## WORK ORDER
Your answer needs to include each line of the records in which the string "detect" can be found.

## RECORDS

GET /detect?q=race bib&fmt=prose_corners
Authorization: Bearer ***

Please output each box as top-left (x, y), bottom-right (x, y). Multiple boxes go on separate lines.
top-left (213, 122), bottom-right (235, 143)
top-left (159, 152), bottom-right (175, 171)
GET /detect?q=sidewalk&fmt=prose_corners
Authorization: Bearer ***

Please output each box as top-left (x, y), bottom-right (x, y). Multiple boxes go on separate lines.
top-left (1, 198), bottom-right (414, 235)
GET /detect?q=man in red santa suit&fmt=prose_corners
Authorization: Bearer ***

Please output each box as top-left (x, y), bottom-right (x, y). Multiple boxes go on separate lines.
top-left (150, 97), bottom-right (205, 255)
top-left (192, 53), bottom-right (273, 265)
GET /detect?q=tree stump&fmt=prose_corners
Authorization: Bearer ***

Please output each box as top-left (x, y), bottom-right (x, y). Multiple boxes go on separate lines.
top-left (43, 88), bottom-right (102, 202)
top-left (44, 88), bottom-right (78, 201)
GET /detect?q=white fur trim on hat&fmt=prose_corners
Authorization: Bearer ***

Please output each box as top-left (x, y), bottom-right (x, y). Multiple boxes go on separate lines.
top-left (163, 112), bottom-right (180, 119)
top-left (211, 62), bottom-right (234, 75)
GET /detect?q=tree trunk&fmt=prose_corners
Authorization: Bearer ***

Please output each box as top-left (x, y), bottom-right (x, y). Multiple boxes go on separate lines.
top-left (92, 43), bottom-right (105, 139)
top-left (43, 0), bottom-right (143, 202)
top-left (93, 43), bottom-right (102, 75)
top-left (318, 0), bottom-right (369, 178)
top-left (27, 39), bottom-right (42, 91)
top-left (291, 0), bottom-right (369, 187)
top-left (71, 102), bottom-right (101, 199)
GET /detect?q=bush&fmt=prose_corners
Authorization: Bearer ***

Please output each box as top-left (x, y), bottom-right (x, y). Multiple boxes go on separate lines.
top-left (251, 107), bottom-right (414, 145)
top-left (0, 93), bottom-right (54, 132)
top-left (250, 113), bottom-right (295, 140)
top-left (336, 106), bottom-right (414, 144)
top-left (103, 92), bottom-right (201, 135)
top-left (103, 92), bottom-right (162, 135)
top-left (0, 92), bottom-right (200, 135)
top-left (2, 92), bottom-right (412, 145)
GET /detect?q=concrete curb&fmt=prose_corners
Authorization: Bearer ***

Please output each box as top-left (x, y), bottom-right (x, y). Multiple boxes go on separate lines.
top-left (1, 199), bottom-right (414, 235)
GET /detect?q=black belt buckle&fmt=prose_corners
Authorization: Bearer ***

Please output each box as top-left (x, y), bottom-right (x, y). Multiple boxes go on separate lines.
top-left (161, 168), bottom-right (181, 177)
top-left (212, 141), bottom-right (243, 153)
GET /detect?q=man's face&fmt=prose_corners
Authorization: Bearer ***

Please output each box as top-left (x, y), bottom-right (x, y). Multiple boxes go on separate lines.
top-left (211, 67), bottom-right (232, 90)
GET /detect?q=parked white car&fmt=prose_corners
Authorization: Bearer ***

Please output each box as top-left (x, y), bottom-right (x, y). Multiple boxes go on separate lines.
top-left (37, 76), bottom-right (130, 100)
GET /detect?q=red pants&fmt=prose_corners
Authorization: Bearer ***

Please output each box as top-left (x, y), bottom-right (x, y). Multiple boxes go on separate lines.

## WRITTEN REPLY
GET /detect?q=race bib&fmt=prose_corners
GET /detect?q=sidewalk&fmt=prose_corners
GET /detect?q=man in red santa suit&fmt=prose_corners
GET /detect?q=tree stump&fmt=prose_corners
GET /detect?q=white fur trim on hat&fmt=prose_corners
GET /detect?q=tree trunk&fmt=prose_corners
GET /detect?q=bush&fmt=prose_corners
GET /detect?q=concrete curb&fmt=prose_corners
GET /detect?q=black belt buckle&fmt=prose_corners
GET /detect?q=man's face&fmt=prose_corners
GET /detect?q=parked white car&fmt=prose_corners
GET /detect?q=red pants&fmt=prose_corners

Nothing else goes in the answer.